Texte présenté
◇ ◇ ◇
À pas feutrés : l'entrée des femmes dans les parlements allemands (1919-1933)
Agathe Bernier-Monod  1  
1 : Civilisation allemande
Université Le Havre Normandie

Le 12 novembre 1918, le Conseil des commissaires du peuple, gouvernement provisoire issu de la Révolution de Novembre composé de sociaux-démocrates majoritaires et indépendants, accordait le droit de vote aux femmes. Bien que seul le parti social-démocrate ait inscrit le suffrage féminin dans son programme avant 1918, l'ensemble des partis salua cette décision et investit des candidates sur ses listes. Les associations féminines appelèrent les électrices à voter et à rejoindre les partis. Le 19 janvier 1919, 37 députées furent élues à l'Assemblée nationale constituante. Entre 1919 en 1932, 111 femmes furent membres de l'Assemblée nationale constituante et du Reichstag.
◇ ◇ ◇
Énoncé A
Relevez toutes les institutions politiques nommées dans le paragraphe du texte sur l'entrée des femmes dans les parlements allemands qui commence par « Le 12 novembre 1918 ».
Énoncé B
Poursuivez le texte sur l'entrée des femmes dans les parlements allemands à partir de sa dernière phrase.
Les enregistrements qui suivent sont sans lien avec le texte sur l'entrée des femmes dans les parlements allemands.
◇ ◇ ◇
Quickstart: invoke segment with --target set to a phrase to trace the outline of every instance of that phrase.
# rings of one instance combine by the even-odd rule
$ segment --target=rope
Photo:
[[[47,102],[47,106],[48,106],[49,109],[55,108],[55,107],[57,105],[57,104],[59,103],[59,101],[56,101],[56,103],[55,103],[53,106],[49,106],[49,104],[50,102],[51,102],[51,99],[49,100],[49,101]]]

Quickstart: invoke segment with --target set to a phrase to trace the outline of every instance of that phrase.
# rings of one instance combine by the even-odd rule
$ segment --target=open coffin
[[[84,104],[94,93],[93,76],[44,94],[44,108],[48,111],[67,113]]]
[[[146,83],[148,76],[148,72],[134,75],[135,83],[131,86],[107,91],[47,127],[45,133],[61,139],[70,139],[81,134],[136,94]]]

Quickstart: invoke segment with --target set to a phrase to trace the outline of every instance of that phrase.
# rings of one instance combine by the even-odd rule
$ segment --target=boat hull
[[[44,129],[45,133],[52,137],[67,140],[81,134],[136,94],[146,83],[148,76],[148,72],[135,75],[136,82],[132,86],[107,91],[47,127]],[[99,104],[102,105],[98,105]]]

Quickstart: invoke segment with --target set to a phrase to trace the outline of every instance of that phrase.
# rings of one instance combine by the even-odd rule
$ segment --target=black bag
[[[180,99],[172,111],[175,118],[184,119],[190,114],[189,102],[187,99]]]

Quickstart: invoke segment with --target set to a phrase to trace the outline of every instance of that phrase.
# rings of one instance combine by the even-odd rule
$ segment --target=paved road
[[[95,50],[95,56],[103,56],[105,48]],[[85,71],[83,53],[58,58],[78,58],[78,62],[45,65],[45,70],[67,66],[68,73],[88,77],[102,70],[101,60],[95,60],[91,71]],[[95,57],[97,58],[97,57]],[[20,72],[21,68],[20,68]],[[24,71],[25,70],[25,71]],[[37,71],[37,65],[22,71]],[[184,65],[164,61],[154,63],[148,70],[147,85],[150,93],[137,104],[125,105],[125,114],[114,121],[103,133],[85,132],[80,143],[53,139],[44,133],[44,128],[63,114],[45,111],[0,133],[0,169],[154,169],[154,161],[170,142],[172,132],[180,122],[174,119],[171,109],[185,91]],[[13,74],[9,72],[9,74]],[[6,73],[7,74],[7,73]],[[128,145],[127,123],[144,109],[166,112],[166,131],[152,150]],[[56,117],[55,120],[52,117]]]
◇ ◇ ◇
Réponse attendue A
- Conseil des commissaires du peuple
- Assemblée nationale constituante
- Reichstag

Réponse attendue B
L'éligibilité des femmes n'en suscita pas moins des craintes. Certains hommes politiques redoutaient en effet que la nouvelle mixité de l'hémicycle perturbe son fonctionnement. Certaines élues craignaient à l'inverse qu'on ne reprenne aux femmes ce droit récemment acquis, si elles se montraient indignes du travail parlementaire.


Ces craintes furent intériorisées par les députées, qui avaient conscience de détoner dans le « théâtre parlementaire » par leur voix, leur corps, leur tenue et comportement. Certaines veillèrent donc à ne pas se faire remarquer. La discrétion caractérisa ainsi généralement l'attitude des élues féminines au Reichstag. En témoigne leur prise de parole, plus rare et plus succincte que celle de leurs homologues masculins.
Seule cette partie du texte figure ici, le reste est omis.